- _Goal of the exercise_: Repeat verbatim the lines of the data below, beginning with the line containing "point_to finds the golfer" and continuing to the end.

- _Provided information_:
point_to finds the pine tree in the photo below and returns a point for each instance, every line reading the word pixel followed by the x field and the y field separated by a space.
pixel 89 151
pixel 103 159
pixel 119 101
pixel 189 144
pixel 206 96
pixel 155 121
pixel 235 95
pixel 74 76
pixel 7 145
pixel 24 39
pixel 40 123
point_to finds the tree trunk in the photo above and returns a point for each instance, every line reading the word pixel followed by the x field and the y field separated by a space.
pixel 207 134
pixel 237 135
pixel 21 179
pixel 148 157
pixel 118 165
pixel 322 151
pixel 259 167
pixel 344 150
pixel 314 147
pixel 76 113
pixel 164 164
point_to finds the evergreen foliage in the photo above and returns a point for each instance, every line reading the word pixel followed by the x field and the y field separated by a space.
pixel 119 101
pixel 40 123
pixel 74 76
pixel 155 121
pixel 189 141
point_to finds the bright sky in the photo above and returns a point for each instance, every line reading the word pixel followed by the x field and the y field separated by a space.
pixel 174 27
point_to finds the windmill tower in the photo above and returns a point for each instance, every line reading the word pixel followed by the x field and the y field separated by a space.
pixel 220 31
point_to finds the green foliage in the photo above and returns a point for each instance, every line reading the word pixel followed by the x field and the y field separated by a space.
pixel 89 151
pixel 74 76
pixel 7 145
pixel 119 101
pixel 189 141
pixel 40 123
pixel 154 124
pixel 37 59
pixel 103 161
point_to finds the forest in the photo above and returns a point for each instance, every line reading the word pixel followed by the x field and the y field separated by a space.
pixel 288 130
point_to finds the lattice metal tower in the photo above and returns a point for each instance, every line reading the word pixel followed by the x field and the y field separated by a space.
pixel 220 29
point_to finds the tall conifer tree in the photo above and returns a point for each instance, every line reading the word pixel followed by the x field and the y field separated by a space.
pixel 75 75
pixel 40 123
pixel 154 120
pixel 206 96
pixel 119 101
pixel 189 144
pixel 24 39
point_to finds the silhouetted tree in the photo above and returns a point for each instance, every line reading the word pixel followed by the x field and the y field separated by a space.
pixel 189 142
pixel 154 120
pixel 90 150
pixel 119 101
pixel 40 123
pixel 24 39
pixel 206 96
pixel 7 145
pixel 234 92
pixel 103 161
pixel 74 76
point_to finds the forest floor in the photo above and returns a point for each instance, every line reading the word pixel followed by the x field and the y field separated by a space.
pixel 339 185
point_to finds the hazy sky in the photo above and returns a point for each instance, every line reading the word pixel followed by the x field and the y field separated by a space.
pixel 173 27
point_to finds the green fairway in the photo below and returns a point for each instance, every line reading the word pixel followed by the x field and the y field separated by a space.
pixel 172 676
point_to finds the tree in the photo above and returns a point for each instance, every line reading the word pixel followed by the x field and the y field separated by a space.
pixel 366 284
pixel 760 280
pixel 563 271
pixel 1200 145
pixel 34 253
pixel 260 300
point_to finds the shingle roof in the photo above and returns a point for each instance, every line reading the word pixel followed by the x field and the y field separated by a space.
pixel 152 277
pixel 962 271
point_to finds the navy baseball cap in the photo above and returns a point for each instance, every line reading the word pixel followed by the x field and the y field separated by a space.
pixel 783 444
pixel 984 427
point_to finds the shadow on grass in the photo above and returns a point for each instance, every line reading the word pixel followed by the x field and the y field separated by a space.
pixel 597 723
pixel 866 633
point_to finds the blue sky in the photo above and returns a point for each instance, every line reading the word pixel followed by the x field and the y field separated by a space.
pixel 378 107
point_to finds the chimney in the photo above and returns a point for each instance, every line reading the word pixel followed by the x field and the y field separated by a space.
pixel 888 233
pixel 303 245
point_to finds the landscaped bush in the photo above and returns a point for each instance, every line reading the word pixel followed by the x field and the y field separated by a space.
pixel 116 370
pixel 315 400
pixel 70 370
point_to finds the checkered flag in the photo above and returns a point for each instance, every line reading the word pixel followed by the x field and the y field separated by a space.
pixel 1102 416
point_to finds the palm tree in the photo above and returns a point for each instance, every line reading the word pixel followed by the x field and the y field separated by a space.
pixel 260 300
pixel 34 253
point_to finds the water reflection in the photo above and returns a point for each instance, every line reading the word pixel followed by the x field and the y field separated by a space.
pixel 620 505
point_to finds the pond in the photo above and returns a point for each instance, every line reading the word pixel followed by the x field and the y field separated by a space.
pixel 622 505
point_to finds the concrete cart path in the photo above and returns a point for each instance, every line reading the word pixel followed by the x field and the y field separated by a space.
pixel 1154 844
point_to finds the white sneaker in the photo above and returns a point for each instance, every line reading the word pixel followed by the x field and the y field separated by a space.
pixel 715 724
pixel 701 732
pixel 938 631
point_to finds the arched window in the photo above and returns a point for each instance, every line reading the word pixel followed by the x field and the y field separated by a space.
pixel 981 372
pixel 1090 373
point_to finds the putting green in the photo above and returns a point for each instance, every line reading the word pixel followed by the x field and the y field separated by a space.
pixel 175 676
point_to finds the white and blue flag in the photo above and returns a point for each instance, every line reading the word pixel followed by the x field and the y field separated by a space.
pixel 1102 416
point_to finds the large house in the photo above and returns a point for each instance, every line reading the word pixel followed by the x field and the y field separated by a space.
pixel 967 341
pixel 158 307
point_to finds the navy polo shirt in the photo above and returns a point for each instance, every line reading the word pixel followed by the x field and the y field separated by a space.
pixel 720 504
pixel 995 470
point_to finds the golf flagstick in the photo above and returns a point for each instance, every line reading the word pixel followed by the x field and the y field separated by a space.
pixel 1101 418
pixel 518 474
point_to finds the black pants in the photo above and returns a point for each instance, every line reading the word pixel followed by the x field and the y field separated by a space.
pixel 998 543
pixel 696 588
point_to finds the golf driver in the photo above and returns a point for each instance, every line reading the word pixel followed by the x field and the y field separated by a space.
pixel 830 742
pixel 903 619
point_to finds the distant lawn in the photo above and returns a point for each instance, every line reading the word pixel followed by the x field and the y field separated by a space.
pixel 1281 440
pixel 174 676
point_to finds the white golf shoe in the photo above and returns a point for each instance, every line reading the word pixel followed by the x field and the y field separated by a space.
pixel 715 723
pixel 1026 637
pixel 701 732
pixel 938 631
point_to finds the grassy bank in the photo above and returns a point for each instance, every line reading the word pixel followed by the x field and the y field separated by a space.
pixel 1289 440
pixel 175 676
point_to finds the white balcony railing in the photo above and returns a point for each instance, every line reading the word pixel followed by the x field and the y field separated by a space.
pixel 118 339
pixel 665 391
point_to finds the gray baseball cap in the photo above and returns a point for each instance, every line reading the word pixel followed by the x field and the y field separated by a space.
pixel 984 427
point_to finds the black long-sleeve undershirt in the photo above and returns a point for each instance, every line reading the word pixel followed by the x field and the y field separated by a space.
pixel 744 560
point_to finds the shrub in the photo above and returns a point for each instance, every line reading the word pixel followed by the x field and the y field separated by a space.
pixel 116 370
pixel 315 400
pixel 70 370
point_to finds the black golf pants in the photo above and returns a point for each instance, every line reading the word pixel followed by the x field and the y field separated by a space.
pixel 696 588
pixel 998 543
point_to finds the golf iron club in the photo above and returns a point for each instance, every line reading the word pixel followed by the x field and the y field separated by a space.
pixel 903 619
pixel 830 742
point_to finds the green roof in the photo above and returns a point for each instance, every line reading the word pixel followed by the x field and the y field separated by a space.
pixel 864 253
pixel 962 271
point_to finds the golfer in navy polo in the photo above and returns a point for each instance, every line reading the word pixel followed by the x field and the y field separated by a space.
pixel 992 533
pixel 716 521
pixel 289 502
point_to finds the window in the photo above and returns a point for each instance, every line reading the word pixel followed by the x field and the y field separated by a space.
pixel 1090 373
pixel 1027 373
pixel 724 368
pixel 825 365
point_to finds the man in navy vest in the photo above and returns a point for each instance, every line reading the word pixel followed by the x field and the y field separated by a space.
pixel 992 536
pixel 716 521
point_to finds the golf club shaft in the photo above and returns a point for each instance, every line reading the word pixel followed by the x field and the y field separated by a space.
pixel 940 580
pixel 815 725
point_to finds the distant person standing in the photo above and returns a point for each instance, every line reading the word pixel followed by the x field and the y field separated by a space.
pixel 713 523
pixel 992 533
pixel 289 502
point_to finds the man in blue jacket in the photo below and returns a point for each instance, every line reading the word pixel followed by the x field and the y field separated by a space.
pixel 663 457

- _Response for this exercise_:
point_to finds the golfer in navy polo in the photo above and returns a point for each instance, every line reading the word pixel followed by the x field and the y field separated by a space.
pixel 992 533
pixel 716 521
pixel 289 502
point_to finds the window in the photo above and returns a point for each instance, every line reading the word pixel followed by the x field and the y field separated by a space.
pixel 1090 373
pixel 1027 373
pixel 724 368
pixel 825 365
point_to finds the man in navy vest in the photo above and returns a point for each instance, every line reading the word pixel followed by the x field and the y field separated by a space.
pixel 992 536
pixel 716 521
point_to finds the golf club shaft in the photo above and returns a point for each instance, every line reading the word pixel followed by the x field and the y field separated by a space.
pixel 940 580
pixel 815 725
point_to finds the distant person standing in the photo above and returns a point for each instance, every line reading the word pixel followed by the x field and the y field separated by a space.
pixel 713 523
pixel 992 533
pixel 289 502
point_to finds the man in blue jacket in the photo below and returns a point for each instance, every line reading the word pixel followed by the x field and the y field separated by a space.
pixel 663 457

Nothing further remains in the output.